◆ Tarefas do exercício
(a) Reescreva o trecho do texto sobre a Proclamação da República que começa nas palavras "Proclamada como se" e vai até "de sua preferência.", inclusive. Nele, troque "governantes" por "dirigentes".
(b) No texto sobre a Proclamação da República, quem, segundo a notícia que começou a correr, substituiria o visconde de Ouro Preto?

◆ Texto fornecido
------------------------------------------------------------

Vírus de gripe e crise de asma ajudaram na Proclamação da República no Brasil, mas uma vingança amorosa foi determinante – como se vê, a República foi instaurada em condições não normais de emoção, pressão e temperatura. O marechal Deodoro da Fonseca estava de mau humor naquela sexta-feira de 15 de novembro de 1889 quando foi tirado da cama por um grupo de republicanos. Levaram-no até o Campo de Santana, ele destituiu o visconde de Ouro Preto da chefia do Conselho de Ministros e retornou à casa e à cama sem pronunciar uma palavra sequer sobre se derrubara o monarca dom Pedro II. Começou a correr, a partir daí, a notícia de que o senador Gaspar da Silveira Martins substituiria o visconde. Ah Gaspar, Gaspar que anos atrás lhe furtara a mulher amada!… Não, Gaspar, você não assumiria gabinete algum, nem haveria mais Conselho de Ministros – melhor, não haveria mais Império. Deodoro da Fonseca proclamou a República. Nasce ela, assim, mazelada: envolvida já em mazelas, que é sinônimo de passionalidade e doença, expressão tão bem empregada por Fernando Sabino. E nasce desmazelada: sem zelo, mal cuidada e sem rumo.

Proclamada como se fosse “parada militar” e “sem povo”, na observação de Aristides Lobo (Diário Popular, 18 de novembro de 1889), a República padece de mazela grave: a falta de empatia, a incapacidade de os governantes se colocarem no lugar dos governados. Já de início, o povo elegeu como Hino Nacional o “Liberdade, liberdade/abre as asas sobre nós…”, mas Deodoro gostava mesmo daquele que já estava vigorando: “Ouviram do Ipiranga às margens plácidas…”. Ignorou a vontade popular e ficou valendo o de sua preferência.

------------------------------------------------------------

◆ Dados
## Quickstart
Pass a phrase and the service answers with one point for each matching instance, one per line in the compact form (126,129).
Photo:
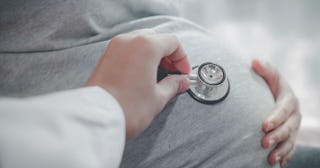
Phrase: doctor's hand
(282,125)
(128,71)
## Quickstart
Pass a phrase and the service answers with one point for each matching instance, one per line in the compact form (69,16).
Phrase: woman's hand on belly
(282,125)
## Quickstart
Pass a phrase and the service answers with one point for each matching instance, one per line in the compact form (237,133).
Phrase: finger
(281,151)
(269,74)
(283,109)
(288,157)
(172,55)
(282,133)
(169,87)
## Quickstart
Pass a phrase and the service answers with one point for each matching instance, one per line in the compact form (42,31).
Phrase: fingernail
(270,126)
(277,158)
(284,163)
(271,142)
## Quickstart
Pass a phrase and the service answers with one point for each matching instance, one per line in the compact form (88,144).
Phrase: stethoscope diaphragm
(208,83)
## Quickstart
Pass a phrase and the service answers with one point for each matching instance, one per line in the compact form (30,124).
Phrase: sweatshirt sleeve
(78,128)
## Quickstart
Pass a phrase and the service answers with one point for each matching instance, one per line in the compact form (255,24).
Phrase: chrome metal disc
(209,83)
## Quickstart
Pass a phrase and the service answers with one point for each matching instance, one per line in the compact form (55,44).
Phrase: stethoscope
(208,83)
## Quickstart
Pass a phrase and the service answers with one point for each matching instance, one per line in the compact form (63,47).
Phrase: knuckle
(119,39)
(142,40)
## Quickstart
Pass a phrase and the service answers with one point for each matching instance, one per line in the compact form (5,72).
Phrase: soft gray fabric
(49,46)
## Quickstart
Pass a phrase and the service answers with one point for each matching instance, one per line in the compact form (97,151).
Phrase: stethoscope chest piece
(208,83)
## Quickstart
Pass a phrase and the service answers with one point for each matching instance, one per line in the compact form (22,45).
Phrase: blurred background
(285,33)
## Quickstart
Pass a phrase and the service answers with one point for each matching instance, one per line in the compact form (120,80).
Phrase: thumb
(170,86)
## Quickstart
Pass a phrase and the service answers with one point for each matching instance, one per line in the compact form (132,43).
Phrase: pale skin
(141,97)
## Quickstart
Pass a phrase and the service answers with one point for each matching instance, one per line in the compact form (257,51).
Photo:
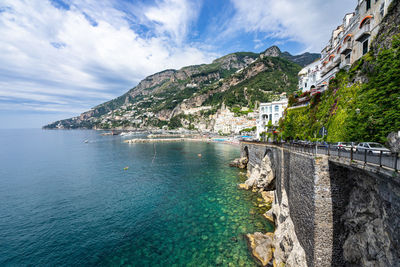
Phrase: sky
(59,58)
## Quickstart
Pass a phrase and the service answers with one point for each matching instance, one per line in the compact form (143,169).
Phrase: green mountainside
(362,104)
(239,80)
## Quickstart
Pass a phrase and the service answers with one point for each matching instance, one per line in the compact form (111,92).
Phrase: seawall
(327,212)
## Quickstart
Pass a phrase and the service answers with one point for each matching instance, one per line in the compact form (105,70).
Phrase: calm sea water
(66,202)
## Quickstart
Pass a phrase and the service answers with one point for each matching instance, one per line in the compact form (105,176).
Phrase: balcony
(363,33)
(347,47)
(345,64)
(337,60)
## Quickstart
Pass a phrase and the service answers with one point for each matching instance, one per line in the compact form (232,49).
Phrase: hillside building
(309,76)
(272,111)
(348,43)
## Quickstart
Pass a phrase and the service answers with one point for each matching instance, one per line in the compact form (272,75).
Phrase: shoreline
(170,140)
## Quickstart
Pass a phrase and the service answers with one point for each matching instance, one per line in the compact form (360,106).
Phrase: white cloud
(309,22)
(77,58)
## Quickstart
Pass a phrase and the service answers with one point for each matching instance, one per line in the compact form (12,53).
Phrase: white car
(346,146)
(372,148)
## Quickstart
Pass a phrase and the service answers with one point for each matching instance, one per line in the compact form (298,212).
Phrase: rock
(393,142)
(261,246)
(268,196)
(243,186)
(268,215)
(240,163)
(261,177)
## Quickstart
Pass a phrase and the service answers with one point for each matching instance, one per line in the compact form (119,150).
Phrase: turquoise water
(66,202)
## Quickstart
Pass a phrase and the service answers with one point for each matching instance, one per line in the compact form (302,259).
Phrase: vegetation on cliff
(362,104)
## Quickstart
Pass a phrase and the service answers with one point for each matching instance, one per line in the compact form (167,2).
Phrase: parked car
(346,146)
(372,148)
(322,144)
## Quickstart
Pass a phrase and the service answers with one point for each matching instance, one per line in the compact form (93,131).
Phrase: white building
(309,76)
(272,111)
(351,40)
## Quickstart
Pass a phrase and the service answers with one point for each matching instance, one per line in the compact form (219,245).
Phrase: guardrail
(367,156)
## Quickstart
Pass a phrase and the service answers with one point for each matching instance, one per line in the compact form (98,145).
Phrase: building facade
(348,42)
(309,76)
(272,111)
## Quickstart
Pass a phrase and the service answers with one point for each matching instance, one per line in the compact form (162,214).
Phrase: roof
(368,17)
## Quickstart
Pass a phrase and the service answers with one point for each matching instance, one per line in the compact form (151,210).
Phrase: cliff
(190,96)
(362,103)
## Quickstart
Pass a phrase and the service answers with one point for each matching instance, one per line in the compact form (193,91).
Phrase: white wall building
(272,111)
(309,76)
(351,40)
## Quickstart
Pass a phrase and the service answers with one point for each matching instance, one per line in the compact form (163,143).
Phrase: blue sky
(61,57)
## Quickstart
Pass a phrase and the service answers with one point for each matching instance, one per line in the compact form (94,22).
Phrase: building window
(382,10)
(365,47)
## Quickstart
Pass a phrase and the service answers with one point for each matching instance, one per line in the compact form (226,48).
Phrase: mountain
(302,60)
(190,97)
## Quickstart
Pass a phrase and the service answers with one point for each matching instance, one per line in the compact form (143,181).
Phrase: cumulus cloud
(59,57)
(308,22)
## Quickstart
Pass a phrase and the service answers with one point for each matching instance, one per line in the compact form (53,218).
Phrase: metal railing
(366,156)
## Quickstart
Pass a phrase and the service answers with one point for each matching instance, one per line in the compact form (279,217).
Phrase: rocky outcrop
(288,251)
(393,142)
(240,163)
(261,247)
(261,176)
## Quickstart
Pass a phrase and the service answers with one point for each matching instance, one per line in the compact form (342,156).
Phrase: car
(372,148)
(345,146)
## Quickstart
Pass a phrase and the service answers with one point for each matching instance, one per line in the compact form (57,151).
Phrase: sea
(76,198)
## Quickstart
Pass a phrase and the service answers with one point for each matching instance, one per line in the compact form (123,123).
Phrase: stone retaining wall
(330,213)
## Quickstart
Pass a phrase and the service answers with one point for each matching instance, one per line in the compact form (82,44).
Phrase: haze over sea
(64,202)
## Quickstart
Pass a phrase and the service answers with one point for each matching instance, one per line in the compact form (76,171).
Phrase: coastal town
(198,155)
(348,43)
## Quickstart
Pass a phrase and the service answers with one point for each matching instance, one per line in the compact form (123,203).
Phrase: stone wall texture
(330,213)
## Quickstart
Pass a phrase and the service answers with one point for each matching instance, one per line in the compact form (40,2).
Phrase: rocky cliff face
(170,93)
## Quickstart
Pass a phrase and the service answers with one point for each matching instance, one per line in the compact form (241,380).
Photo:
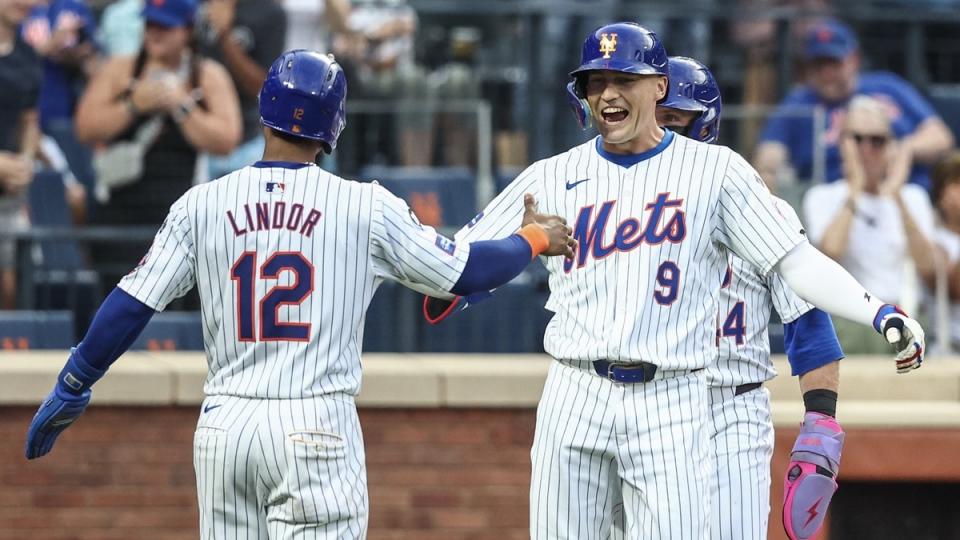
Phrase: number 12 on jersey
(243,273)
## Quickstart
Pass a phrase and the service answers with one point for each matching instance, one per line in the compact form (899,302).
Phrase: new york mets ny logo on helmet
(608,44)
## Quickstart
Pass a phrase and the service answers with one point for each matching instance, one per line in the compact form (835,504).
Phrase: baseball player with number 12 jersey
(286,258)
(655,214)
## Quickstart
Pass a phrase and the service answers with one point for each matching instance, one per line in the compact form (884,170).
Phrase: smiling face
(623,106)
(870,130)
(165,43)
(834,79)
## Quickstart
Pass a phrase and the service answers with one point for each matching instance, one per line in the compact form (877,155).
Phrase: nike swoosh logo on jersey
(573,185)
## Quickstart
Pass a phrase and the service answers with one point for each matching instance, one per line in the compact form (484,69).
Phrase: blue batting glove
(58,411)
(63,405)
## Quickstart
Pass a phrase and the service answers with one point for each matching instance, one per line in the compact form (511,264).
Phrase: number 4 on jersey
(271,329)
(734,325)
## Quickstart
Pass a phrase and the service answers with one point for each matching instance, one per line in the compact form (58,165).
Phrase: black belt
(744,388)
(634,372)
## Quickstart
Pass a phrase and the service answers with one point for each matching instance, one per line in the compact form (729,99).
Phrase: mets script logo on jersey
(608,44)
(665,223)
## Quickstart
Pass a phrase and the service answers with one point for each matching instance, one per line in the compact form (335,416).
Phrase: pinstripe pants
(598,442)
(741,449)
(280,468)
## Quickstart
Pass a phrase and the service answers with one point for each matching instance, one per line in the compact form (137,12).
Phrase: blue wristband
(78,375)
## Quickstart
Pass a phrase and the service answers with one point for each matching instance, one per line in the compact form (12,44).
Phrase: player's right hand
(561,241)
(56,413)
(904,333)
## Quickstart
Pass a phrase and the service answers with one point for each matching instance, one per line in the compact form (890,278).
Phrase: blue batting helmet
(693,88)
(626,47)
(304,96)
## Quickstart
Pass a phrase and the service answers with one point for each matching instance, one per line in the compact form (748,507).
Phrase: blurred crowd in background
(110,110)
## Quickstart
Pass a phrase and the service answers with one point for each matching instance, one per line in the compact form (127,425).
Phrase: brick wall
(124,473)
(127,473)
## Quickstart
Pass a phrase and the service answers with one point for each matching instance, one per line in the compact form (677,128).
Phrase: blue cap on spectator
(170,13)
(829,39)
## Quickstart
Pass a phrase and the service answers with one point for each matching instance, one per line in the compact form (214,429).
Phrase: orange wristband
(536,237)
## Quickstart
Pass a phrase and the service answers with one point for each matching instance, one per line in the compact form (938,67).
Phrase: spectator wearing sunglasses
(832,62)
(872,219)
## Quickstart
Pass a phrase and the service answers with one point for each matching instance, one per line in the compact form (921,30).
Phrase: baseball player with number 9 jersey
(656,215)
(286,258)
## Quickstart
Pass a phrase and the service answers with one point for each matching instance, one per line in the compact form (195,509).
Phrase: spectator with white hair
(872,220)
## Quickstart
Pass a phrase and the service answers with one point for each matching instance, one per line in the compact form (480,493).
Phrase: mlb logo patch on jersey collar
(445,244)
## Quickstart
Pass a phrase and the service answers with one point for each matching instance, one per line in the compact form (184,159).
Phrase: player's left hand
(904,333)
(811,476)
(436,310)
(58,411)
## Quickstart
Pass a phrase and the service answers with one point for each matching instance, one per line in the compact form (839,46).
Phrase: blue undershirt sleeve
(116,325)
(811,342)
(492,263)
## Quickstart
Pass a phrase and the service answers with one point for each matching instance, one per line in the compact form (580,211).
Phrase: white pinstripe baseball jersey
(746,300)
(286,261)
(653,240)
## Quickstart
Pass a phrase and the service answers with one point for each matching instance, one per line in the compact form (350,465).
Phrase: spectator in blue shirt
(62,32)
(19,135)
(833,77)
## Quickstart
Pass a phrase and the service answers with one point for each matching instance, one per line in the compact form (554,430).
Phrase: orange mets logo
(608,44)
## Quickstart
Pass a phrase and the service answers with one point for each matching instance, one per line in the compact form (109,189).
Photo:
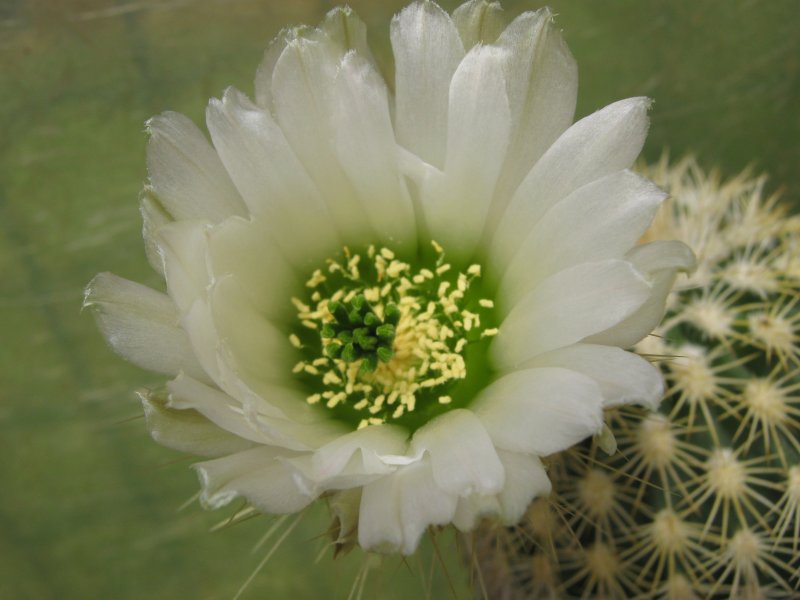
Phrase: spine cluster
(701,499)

------------------------------------------------------------

◆ Soluções das tarefas
(a)
Proclamada como se fosse “parada militar” e “sem povo”, na observação de Aristides Lobo (Diário Popular, 18 de novembro de 1889), a República padece de mazela grave: a falta de empatia, a incapacidade de os dirigentes se colocarem no lugar dos governados. Já de início, o povo elegeu como Hino Nacional o “Liberdade, liberdade/abre as asas sobre nós…”, mas Deodoro gostava mesmo daquele que já estava vigorando: “Ouviram do Ipiranga às margens plácidas…”. Ignorou a vontade popular e ficou valendo o de sua preferência.

(b) O senador Gaspar da Silveira Martins.